PROVIDED DATA:
---
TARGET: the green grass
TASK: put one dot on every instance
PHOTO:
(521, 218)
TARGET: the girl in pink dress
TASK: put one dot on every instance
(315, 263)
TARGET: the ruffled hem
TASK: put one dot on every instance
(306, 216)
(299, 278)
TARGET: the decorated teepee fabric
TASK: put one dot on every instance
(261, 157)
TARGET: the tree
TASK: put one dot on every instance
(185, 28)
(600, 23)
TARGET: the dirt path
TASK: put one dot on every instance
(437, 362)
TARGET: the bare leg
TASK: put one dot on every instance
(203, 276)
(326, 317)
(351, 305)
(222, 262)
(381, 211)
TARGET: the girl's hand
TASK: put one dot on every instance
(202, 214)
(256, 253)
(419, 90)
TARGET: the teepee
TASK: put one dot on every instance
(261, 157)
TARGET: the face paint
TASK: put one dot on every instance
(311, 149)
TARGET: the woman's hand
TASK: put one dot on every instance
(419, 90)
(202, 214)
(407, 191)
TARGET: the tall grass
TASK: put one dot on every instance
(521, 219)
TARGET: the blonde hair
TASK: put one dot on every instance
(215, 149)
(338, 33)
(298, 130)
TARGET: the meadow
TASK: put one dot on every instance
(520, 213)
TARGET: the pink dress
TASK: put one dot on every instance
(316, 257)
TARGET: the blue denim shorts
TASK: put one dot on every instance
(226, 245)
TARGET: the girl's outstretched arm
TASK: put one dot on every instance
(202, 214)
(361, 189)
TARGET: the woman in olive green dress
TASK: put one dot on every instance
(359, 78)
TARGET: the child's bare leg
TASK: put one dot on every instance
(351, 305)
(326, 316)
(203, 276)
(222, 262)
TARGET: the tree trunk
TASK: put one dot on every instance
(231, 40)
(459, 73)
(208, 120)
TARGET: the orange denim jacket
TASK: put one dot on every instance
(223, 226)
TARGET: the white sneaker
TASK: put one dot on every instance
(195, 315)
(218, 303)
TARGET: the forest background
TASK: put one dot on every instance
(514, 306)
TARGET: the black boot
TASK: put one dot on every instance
---
TASK DETAILS:
Please transcribe, exactly and with nothing added, the lines from the first line of the material above through the line that contains "TARGET: the girl's outstretched arm".

RESPONSE:
TARGET: the green grass
TASK: put one dot on every instance
PHOTO:
(521, 218)
TARGET: the girl in pink dress
TASK: put one dot on every instance
(315, 263)
TARGET: the ruffled hem
TASK: put one dot on every instance
(306, 216)
(299, 278)
TARGET: the decorated teepee fabric
TASK: put one dot on every instance
(261, 157)
TARGET: the tree
TASK: put one dot on every instance
(185, 28)
(600, 23)
TARGET: the dirt path
TASK: put one dot on every instance
(437, 362)
TARGET: the bare leg
TASK: put one dot on every instance
(203, 276)
(326, 317)
(351, 305)
(222, 262)
(381, 211)
TARGET: the girl's hand
TASK: put one dot on every instance
(202, 214)
(256, 253)
(419, 90)
TARGET: the teepee
TASK: put one dot on every instance
(261, 157)
TARGET: the face paint
TASK: put one dot on every instance
(311, 149)
TARGET: the woman's hand
TASK: put one dot on every instance
(419, 90)
(202, 214)
(407, 191)
TARGET: the tall grass
TASK: put one dot on every instance
(521, 219)
TARGET: the blonde hair
TASK: put one dot on every instance
(215, 149)
(338, 33)
(298, 130)
TARGET: the meadow
TASK: put one dot on every instance
(520, 213)
TARGET: the pink dress
TASK: put one dot on every instance
(316, 257)
TARGET: the blue denim shorts
TASK: put one dot on every instance
(226, 245)
TARGET: the girl's outstretched arm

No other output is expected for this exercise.